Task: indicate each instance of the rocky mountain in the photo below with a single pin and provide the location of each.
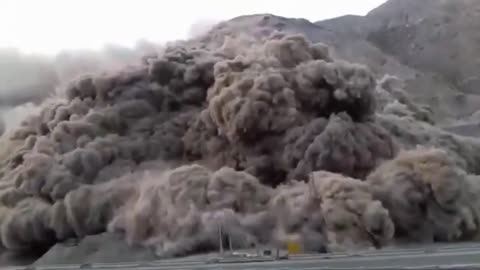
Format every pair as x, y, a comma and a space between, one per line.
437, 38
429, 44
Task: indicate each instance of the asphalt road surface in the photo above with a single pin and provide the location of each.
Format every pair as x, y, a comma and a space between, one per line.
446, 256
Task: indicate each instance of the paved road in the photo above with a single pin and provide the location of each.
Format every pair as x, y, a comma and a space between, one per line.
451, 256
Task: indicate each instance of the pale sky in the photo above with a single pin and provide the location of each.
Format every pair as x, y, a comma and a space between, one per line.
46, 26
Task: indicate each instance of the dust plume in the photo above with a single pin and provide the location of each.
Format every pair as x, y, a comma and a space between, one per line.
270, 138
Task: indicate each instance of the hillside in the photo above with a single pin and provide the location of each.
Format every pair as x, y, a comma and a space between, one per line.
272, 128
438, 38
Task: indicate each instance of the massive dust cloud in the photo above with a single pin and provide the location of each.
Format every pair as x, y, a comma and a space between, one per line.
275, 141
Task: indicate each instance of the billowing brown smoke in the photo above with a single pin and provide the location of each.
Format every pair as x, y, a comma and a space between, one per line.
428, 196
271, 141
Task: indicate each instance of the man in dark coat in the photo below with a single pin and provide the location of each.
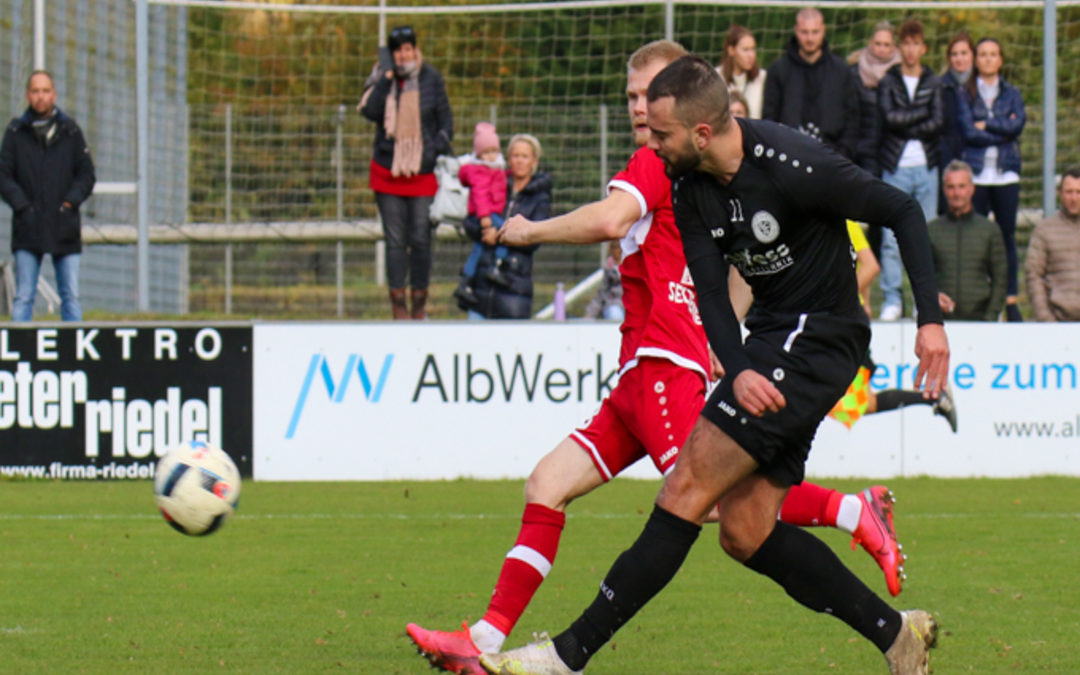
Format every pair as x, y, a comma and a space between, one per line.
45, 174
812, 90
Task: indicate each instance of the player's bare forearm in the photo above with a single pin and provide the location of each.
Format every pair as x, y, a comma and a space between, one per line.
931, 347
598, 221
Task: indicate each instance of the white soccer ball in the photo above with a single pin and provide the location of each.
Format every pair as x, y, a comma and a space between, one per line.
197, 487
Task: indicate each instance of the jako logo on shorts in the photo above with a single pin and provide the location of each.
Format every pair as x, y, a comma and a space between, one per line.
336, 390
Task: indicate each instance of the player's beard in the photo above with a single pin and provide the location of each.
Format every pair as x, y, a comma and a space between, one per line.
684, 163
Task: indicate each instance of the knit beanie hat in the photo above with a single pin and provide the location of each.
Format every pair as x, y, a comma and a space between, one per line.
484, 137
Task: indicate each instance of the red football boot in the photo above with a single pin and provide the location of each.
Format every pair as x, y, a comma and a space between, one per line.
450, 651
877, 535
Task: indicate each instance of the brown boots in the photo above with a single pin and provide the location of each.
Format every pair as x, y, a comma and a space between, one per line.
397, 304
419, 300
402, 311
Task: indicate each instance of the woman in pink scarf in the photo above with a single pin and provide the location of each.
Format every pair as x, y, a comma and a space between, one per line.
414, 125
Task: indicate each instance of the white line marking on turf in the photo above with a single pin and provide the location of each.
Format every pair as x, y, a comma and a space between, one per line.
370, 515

* _What is being asked_
I need each line of the entries that holds the string "player" located and copied.

* _Solved problem_
Task: indicate each instance of the player's bare forearm in the photo above with a single pin and provide the location of each.
Task: indicate each instance of the player's beard in the photo above with a single pin and provide the location of each.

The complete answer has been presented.